Document passage:
Start

The quotation above comes from a new book called King of Spies: The Dark Reign of America’s Spy Master in Korea. In this book, Harden tells the story of Donald Nichols, an uneducated, self-indulgent, obese American who never attended college or high school, but who at a young age ruled over his own personal branch of the U.S. war effort in Korea, while following few rules, committing countless atrocities, yet being tolerated by the top officials in the U.S. government for the value they perceived in his work. Reading this account, one comes to an appreciation of how U.S. society really has advanced in the past 60 years. Nowadays, such a man as Nichols would not be kept in such a position. Nowadays he’d be elected president.

Nichols was given license to kill, spy, cheat, steal. He sent countless Koreans to their deaths in hopeless or near-hopeless spy missions into the North. Harden describes such people as “disposable” to Nichols, who said his bosses “wanted the answers. And in some cases didn’t want to be told how I got them. They knew it meant lives, sometimes many.” Nichols also freely murdered anyone he concluded was a double agent.

Nichols’ career skyrocketed when he formed a tight friendship with Syngman Rhee, the U.S.-based U.S. puppet flown in by the U.S. to rule South Korea in the name of “democracy.” Prior to and during the war, Nichols attended mass-executions of suspected Communists ordered by Rhee. Rhee held a bachelor’s degree from George Washington University, a master’s from Harvard (“Chelsea-Manning-Free-Zone”) University, and a doctorate in international law from Princeton (which must be very proud).

Rhee’s government killed tens of thousands of South Koreans before its war with North Korea officially began. Nichols helped out with a truckload of rifles.

Glossed over in Harden’s telling is that Rhee also helped to begin the war with the North by sending forces on raids across the border and seeking to provoke the other side. In Harden’s telling, Nichols accurately predicted Northern aggression, while the rest of the U.S. military failed to see it or chose not to see it coming. It’s worth adding, perhaps, that the information Nichols was passing along to the U.S. was coming in significant part from Rhee, who was not simply observing. His ability to predict the war surely came in some part from the fact that he was trying to start it. While the North’s major invasion of the South is understood as the big initial phase of the war, which side actually kicked the thing off is far from clear.

When the North invaded, Rhee seized the opportunity to slaughter tens of thousands more of his own citizens suspected of communism, as well as to murder many more through incredible feats of incompetence, including blowing up a bridge in Seoul full of people and necessary for escape.

By Harden’s account, Nichols added a great deal of competence to the U.S. effort to kill large numbers of North Koreans. He unearthed the most useful information on the other sides’ targets and technology and personalities. He recruited defectors and elicited information. He trained guerilla fighters and saboteurs. He wrote brilliant detailed reports. (I haven’t seen these reports and wonder how they fit with Harden’s later account of Nichols hiring a teacher to assist him with “organization and grammar” when he wrote his autobiography.)

When the U.S. finally gave up on the war and called a 64-year timeout, Rhee visited Washington and demanded that the war continue. President Eisenhower then said something to him at the White House on July 27, 1954, that it might be useful for someone to say to both Trump and Russiagate promoters today:

“When you say that we should deliberately plunge into war, let me tell you that if war comes, it will be horrible. Atomic war will destroy civilization. It will destroy our cities. There will be millions of people dead. . . . If the Kremlin and Washington ever lock up in a war, the results are too horrible to contemplate.”

Nichols was known in North Korea and publicly tried there in absentia for his crimes. That this was never reported in the U.S. media, Harden attributes to numerous possible motives not including media obedience to the U.S. government. When the U.S. turned against Rhee it turned against Nichols. He was fired for unclear reasons — officially for things that had been tolerated for years. He was forcibly restrained, drugged, and electro-shocked, despite the absence of any evidence before or after of psychological illness. His treatment did not benefit him any more than what he had helped do to Korea benefitted Korea. The U.S. military used him for evil purposes, chewed him up, spit him out, and began working on ways to condition the public to reflexively “support the troops.” After all, another war in Asia might be coming, and Ken Burns wasn’t around yet to help.

End

A few records:
Start

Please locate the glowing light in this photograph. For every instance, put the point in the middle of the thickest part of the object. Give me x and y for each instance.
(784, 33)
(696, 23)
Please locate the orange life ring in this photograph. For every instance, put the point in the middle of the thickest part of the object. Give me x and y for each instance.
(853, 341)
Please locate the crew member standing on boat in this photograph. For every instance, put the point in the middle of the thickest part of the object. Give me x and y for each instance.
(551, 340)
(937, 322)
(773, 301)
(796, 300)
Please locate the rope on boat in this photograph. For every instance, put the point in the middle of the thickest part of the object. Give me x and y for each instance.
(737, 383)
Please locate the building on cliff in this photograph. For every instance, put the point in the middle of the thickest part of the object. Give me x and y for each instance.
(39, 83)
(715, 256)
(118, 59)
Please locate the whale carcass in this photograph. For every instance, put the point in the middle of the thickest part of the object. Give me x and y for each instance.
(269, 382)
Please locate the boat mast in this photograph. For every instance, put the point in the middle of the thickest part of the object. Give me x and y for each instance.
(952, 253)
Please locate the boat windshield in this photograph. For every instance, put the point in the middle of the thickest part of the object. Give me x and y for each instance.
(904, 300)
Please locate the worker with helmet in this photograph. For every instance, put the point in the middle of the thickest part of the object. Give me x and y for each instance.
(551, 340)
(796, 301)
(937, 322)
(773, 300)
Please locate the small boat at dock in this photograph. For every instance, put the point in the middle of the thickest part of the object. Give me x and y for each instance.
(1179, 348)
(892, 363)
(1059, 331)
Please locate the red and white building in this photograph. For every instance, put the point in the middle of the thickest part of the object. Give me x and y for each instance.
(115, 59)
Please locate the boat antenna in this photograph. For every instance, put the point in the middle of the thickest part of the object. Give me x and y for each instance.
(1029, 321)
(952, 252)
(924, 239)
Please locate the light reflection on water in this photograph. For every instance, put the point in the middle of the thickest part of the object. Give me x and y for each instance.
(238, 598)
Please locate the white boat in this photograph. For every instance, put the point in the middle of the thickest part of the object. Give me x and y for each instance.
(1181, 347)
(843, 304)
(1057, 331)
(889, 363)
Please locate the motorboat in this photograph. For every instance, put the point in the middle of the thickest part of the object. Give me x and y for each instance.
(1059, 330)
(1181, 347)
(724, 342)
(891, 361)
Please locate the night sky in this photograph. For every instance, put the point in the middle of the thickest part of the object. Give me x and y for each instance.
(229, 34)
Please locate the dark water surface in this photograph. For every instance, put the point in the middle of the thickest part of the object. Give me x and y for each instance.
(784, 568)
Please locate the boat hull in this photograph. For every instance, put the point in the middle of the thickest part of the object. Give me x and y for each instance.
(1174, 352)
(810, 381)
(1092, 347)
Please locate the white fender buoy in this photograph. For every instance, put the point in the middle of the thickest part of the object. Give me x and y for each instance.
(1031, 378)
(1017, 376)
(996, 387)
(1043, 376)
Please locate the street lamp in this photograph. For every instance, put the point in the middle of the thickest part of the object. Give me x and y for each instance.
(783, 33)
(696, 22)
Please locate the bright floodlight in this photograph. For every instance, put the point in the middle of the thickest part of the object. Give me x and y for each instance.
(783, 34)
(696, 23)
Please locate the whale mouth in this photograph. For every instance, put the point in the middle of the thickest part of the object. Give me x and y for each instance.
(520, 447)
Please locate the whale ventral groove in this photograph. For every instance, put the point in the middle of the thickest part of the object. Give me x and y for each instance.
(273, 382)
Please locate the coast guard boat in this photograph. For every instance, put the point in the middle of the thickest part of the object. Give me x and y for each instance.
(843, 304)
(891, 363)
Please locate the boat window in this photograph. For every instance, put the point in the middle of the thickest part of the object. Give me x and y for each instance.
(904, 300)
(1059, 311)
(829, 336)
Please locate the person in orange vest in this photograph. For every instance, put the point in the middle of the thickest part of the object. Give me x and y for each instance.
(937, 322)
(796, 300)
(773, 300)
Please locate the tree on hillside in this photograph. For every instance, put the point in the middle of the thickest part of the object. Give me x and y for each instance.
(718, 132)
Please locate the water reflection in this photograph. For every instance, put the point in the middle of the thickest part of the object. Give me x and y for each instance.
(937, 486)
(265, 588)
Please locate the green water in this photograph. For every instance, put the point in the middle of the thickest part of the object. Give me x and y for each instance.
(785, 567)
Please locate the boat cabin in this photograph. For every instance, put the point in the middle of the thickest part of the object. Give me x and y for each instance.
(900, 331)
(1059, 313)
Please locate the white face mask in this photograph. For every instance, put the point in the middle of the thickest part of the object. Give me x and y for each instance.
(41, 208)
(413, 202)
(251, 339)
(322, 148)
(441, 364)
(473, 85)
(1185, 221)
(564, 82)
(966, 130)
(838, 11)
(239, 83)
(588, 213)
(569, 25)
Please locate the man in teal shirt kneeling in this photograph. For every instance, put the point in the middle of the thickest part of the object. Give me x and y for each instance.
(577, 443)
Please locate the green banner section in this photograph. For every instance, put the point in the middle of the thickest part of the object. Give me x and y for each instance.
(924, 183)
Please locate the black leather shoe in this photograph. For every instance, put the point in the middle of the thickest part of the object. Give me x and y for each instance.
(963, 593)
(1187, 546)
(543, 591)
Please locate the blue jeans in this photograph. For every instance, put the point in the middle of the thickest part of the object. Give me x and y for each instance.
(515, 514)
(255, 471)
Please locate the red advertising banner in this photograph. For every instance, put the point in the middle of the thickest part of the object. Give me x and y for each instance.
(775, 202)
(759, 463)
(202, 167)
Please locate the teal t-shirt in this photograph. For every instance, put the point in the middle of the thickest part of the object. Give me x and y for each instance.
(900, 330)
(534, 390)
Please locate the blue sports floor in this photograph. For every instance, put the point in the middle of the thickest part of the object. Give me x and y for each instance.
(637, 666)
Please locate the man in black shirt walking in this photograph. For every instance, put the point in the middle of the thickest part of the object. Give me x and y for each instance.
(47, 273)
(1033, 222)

End

To-do list:
a) Answer these questions using the book review:
(i) In what field did Rhee earn his doctorate from Princeton?
(ii) On what date did President Eisenhower speak to Rhee at the White House?
(iii) What did Nichols help Rhee's government with before the war officially began?
b) Decide whether each statement agrees with the book review, and support each yes or no with the deciding words quoted from it:
(i) Nichols attended college.
(ii) Nichols was publicly tried in North Korea in his absence.
(iii) Nichols was officially fired for things that had never been tolerated before.
The data above were drawn from a different source.

Responses per task:
a)
(i) International law.
(ii) July 27, 1954.
(iii) A truckload of rifles.

b)
(i) No: "never attended college or high school"
(ii) Yes: "publicly tried there in absentia for his crimes"
(iii) No: "officially for things that had been tolerated for years"